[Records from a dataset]
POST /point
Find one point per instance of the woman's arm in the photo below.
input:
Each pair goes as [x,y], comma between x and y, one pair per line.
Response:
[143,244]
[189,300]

> _Assignment_: Each line in the data that holds the string "point" needs to be copied.

> _Task solution_:
POST /point
Find one point per instance of the woman's arm in the photo below.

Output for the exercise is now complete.